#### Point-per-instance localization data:
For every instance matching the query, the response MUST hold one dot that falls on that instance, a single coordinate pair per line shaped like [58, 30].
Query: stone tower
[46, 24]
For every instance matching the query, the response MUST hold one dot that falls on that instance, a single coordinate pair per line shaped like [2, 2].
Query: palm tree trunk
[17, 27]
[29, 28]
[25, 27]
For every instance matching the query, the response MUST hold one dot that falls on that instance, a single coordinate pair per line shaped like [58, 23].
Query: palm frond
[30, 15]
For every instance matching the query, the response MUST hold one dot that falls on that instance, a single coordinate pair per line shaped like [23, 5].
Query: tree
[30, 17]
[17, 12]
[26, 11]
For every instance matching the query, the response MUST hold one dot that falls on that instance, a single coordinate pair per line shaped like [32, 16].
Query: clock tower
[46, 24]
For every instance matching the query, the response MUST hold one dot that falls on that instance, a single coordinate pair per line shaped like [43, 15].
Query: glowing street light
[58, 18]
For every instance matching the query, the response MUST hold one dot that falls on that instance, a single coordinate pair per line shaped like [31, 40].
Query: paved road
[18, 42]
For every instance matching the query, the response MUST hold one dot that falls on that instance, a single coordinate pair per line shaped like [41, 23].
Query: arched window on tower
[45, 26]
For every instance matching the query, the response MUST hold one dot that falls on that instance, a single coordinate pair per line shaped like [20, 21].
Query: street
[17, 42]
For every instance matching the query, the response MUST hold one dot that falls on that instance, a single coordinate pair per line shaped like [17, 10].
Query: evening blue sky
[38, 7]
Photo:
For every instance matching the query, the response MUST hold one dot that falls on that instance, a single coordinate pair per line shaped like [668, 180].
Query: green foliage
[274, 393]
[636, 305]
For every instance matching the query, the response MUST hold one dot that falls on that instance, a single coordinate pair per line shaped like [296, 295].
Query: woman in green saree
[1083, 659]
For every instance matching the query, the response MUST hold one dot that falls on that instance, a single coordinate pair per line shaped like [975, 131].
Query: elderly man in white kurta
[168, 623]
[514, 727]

#### About this exercise:
Each line from the one holding "like [668, 180]." down to the end of the records above is to be repeated exactly; no other line belongs in the reply.

#### Problem solution:
For every instance matching the query, the response MUST hold one dot that falls on that instance, a single coordinate pair per line shaped like [668, 180].
Query: green foliage
[274, 393]
[636, 305]
For every instance matching the query, the response MUST hold one dot that falls on that instance, a single coordinate pair per line shaped like [296, 295].
Query: woman in green saree
[1083, 659]
For every instance matching the query, the response MUST hold one dot that falls on that instance, a single coordinate pair per line shaped like [975, 131].
Query: elderly man in white kurta
[168, 623]
[514, 727]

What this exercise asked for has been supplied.